**Task to complete**.
Edit the rows below so that "exercise" becomes "task" wherever it appears. Change nothing else.

**Supplied data**.

— start —

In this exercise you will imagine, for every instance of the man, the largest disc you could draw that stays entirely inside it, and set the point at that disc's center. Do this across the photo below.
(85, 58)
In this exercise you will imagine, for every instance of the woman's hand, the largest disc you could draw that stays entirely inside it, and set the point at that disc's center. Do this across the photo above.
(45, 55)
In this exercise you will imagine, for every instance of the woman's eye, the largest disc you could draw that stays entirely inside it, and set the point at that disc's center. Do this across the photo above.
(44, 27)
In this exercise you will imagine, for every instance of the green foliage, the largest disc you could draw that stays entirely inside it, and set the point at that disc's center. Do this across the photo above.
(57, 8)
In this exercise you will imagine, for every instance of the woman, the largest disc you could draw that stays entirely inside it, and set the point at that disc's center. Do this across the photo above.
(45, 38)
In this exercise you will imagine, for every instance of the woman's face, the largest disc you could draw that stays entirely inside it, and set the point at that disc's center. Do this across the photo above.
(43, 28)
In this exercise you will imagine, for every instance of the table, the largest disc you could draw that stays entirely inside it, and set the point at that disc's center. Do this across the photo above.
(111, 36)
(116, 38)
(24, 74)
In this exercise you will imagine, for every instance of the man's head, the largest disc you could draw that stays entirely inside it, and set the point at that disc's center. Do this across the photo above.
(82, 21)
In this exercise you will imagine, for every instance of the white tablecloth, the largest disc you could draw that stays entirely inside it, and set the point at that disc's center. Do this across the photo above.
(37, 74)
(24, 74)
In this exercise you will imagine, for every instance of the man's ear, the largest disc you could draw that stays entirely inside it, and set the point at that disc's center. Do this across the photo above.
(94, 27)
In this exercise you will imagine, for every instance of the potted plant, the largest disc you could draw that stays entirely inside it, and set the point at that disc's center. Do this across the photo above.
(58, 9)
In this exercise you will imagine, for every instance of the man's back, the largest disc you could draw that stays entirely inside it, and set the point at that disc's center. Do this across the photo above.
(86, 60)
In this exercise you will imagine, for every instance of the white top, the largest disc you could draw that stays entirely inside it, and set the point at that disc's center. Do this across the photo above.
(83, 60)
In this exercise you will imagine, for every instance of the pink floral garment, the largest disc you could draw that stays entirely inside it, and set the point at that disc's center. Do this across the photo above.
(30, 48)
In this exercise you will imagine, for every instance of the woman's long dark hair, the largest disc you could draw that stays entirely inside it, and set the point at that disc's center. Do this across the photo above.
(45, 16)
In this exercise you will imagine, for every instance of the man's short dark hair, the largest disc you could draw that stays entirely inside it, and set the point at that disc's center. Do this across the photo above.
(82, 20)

— end —

**Solution to this task**.
In this task you will imagine, for every instance of the man, the largest disc you could draw that stays entirely inside it, and set the point at that disc's center. Do this across the photo below.
(85, 58)
In this task you will imagine, for every instance of the woman's hand, the largest disc you could draw that stays entirely inside it, and set the point at that disc's center. Do this across the photo above.
(45, 55)
In this task you will imagine, for every instance of the woman's eye, the largest disc you could draw that stays entirely inside it, and set the point at that disc's center. Do this across the photo above.
(44, 27)
In this task you will imagine, for every instance of the green foliage, the largest disc you could draw that stays entirely inside it, and set the point at that disc's center. Do this across the photo above.
(57, 8)
In this task you will imagine, for every instance of the woman, the largest disc you could draw that stays entirely inside it, and set the point at that disc's center. Do this across the photo above.
(45, 38)
In this task you will imagine, for every instance of the woman's face, the largest disc you could draw that stays entirely inside it, and set the point at that disc's center. Do this across the photo above.
(43, 28)
In this task you will imagine, for every instance of the table, the largest disc you could draw that stays entirely inside it, and set the point at that disc's center. Do this across the photo above.
(111, 36)
(116, 38)
(24, 74)
In this task you will imagine, for every instance of the man's head, the largest disc you could draw that stays entirely inside it, and set the point at that disc's center. Do this across the photo above.
(82, 21)
In this task you will imagine, for every instance of the white tablecloth, the largest disc you could draw that stays entirely inside it, and set the point at that disc's center. Do this across the photo above.
(37, 74)
(24, 74)
In this task you will imagine, for every instance of the man's ear, the largest disc you could draw that stays entirely inside it, and set the point at that disc's center. Do this across the photo above.
(94, 27)
In this task you will imagine, for every instance of the potted plant, the largest disc you could draw that stays entirely inside it, and set the point at that disc's center. Do this across the photo above.
(58, 9)
In this task you will imagine, for every instance of the man's back, the largest disc you could draw that stays entirely inside it, and set the point at that disc's center. Do this across the photo above.
(86, 60)
In this task you will imagine, for every instance of the white top, the largest disc you could draw that stays entirely inside it, and set the point at that disc's center. Do this across the photo above.
(83, 60)
In this task you will imagine, for every instance of the pink floral garment, the largest disc you could draw that stays entirely inside it, and set the point at that disc's center. Do this across the photo above.
(30, 48)
In this task you will imagine, for every instance of the woman's long dark hair, the largest disc you could draw that stays entirely inside it, and set the point at that disc's center. Do this across the photo above.
(45, 16)
In this task you will imagine, for every instance of the man's short dark hair, the largest disc you could draw that stays entirely inside it, and set the point at that disc's center. Do this across the photo above.
(82, 20)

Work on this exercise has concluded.